=== ВОПРОСЫ К ТЕКСТУ ===
1. Ответьте на вопросы по рассказу музыканта группы «Потьма»:
(а) В каком городе живет рассказчик и где он работает?
(б) На чьей истории основаны тематика текстов и концепция группы?
(в) Куда рассказчик поехал на следующий день после звонка и что он взял с собой?
2. Продолжите рассказ музыканта группы «Потьма» о попытке его завербовать, начав сразу после последнего приведенного абзаца.

=== ФРАГМЕНТ ТЕКСТА ===
Иллюстрация: Костя Волков / Медиазона
Люди, которых вербовали (хотя бы и неудачно) российские спецслужбы, обычно молчат об этом эпизоде своей биографии. Однако из каждого правила есть исключения — музыкант саранской блэк-метал-группы «Потьма» Антон К. подробно рассказал «Медиазоне», как сотрудники ФСБ этим летом уговаривали его «что-нибудь выведать» о поджоге военкомата в поселке Зубова Поляна.
Имена некоторых упомянутых в этом тексте людей изменены
Я живу в Саранске, столице Мордовии, работаю в IT-компании. А несколько лет назад обеспечивал колонии Зубово-Полянского района дистанционным обучением, ездил туда с командировками. Этот опыт произвел на меня впечатление, и я захотел переработать его в некий миф и музыку. Все затянулось на пять-шесть лет, но я нашел музыкантов и собрал группу «Потьма» — по названию одного из мордовских поселков, где располагались лагеря.
Тематика текстов и концепция основаны на истории Дубравлага — местных советских лагерей для политзаключенных. При этом я бы не сказал, что наши песни о политике. Это очень иносказательное и интуитивное повествование, созданное методом нарезок поэта Брайона Гайсина. Все это время, что мы выступали и выпускали музыку, нами не интересовались какие-либо госорганы.
Но в начале мая 2023 года мне позвонил незнакомый номер. Человек сказал, что он из уголовного розыска, пригласил пообщаться лично. Спросил, администрирую ли я сообщество группы «Потьма» во «ВКонтакте». Я ответил, что да. Я был за городом и не смог приехать сразу. Посоветовался со знакомыми и решил, что ничего страшного не будет, если съезжу.
На следующий день я поехал в главное управление МВД по республике, взяв с собой только паспорт и телефон. Тогда у меня еще не было адвоката. В кабинете меня встретил эмвэдэшник по имени Рашид, который и звонил мне. Он снова начал расспрашивать про сообщество «Потьмы» в «ВК», для чего оно. Я объяснил, что оно посвящено моей группе. Он начал спрашивать про конкретные посты.
Дело в том, что после начала войны, весной 2022 года, в Зубово-Полянском районе подожгли военкомат. Наткнувшись на эту новость в издании «7x7», я написал пост о том, что в наличии у группы есть мерч в виде почтовых открыток и ходят слухи, что одна из них была найдена среди корреспонденции военкомата. Во-первых, мне это показалось хорошим способом напомнить слушателям о нашем мерче. А во-вторых, о том, что Потьма — это не только миф из моих песен, а вполне реальный поселок. Это была игра со смыслами.

=== ИСХОДНЫЕ МАТЕРИАЛЫ ===
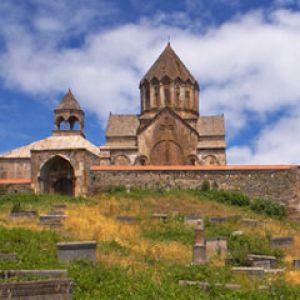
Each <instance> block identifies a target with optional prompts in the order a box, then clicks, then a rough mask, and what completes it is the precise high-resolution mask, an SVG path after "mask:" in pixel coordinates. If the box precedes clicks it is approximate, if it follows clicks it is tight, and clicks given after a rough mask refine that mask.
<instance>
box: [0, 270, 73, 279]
mask: <svg viewBox="0 0 300 300" xmlns="http://www.w3.org/2000/svg"><path fill="white" fill-rule="evenodd" d="M67 275H68V272H67V270H0V278H2V279H9V278H11V277H16V276H17V277H27V276H37V277H47V278H67Z"/></svg>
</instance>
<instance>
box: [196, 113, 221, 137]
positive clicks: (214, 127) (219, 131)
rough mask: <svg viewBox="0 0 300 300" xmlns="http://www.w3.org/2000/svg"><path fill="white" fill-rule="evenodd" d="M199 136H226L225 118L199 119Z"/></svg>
mask: <svg viewBox="0 0 300 300" xmlns="http://www.w3.org/2000/svg"><path fill="white" fill-rule="evenodd" d="M197 131H198V133H199V135H200V136H201V135H224V134H225V125H224V116H223V115H222V116H207V117H202V116H201V117H199V118H198V121H197Z"/></svg>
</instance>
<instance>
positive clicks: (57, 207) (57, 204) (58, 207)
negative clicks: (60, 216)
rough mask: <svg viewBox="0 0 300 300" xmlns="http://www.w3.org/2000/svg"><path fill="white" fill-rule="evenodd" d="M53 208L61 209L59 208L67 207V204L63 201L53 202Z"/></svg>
mask: <svg viewBox="0 0 300 300" xmlns="http://www.w3.org/2000/svg"><path fill="white" fill-rule="evenodd" d="M52 207H53V209H58V210H61V209H66V208H67V204H65V203H55V204H53V205H52Z"/></svg>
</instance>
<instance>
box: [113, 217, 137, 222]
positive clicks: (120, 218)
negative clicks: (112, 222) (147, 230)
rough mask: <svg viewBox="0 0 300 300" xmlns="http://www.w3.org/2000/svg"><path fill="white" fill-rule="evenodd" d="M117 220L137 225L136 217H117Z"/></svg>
mask: <svg viewBox="0 0 300 300" xmlns="http://www.w3.org/2000/svg"><path fill="white" fill-rule="evenodd" d="M116 220H117V221H118V222H120V223H128V224H133V223H136V221H137V217H134V216H117V217H116Z"/></svg>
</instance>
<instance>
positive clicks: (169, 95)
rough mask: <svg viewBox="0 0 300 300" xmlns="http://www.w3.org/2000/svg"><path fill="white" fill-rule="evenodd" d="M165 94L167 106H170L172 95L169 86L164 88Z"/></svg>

=== ОТВЕТЫ ПО ПОРЯДКУ ===
1.
(а) В Саранске, столице Мордовии; он работает в IT-компании.
(б) На истории Дубравлага, местных советских лагерей для политзаключенных.
(в) В главное управление МВД по республике; он взял с собой только паспорт и телефон.

2.
Рашид спрашивал, откуда узнал про поджог, зачем написал. Я объяснил ему, что узнал из новостей, а все написанное в «ВК» имеет отношение исключительно к фантазии автора и вымышленной вселенной группы. Полицейский попытался сыграть плохого копа. Сказал, что я должен показать ему все, что у меня есть на айфоне, открыть телеграм, показать чаты, каналы. Я ответил, что вправе отказаться. Он разозлился. Сказал: «Давай тебя проверим на жучки». Начал проверять карманы, одежду, проверил поясную сумку. Предупредил, что в любом случае ко мне придут с обыском и найдут «все что нужно».
Мне пришлось несколько раз объяснять ему, что такое «Потьма», в чем концепция. Он даже послушал треки, но сказал, что это очень жесткая музыка. Спросил про другой пост, опубликованный в апреле 2022 года, — картинку с надписью «Нет войне». Спросил, какую войну я имел в виду, зачем это запостил. Я повторил, что это имеет отношение исключительно к вымышленной вселенной. Добавил, что где нет дуализма, невозможна война, что я опираюсь на восточную философию. Все это он внес в объяснительную.
Рашид спрашивал, сколько я получаю. Я подумал, что он хочет взятку, но потом объяснил: «Ну, чувак, если бы ты сказал, что безработный, я бы еще мог предположить, что ты за 20–30 тысяч пошел и кинул бы Молотова в военкомат». Он повторил, что вероятность обыска велика, потому что передаст это дело «дальше», и вряд ли людей устроит объяснительная, и отпустил меня.
Я думал уехать из города, но останавливали семья, работа и три кошки. Решил, что так как не совершал никакого преступления, то никакого наказания для меня не предусмотрено. Обсуждал это с самыми близкими, они подтвердили мою логику. С тех пор я все же стал более осторожно заходить в подъезд. Доля здоровой паранойи присутствовала, мне приходилось читать много статей и журналистских расследований о том, как работают наши органы.
13 июля в мою квартиру постучали. Обычно ко мне никто не приходит без предупреждения. Я посмотрел в глазок — там стоял мужчина. Спросил: «Кто?». Назвали мои имя и фамилию, сказали, что из военкомата. Я знал, что мне военкомат не грозит, и открыл. Мужчина сразу сказал: «Антон Александрович, я вас обманул. Я из ФСБ, пришел с обыском». Показал документ из суда с печатью. Спросил, может ли зайти.
Я начал терять самообладание, не понимал, что происходит. Начал ходить из стороны в сторону. Думал, что меня сейчас будут бить током, заставлять признаваться в том, чего я не совершал. Позвонил своей даме сердца и попросил связаться с любым адвокатом, потому что ко мне пришли из ФСБ.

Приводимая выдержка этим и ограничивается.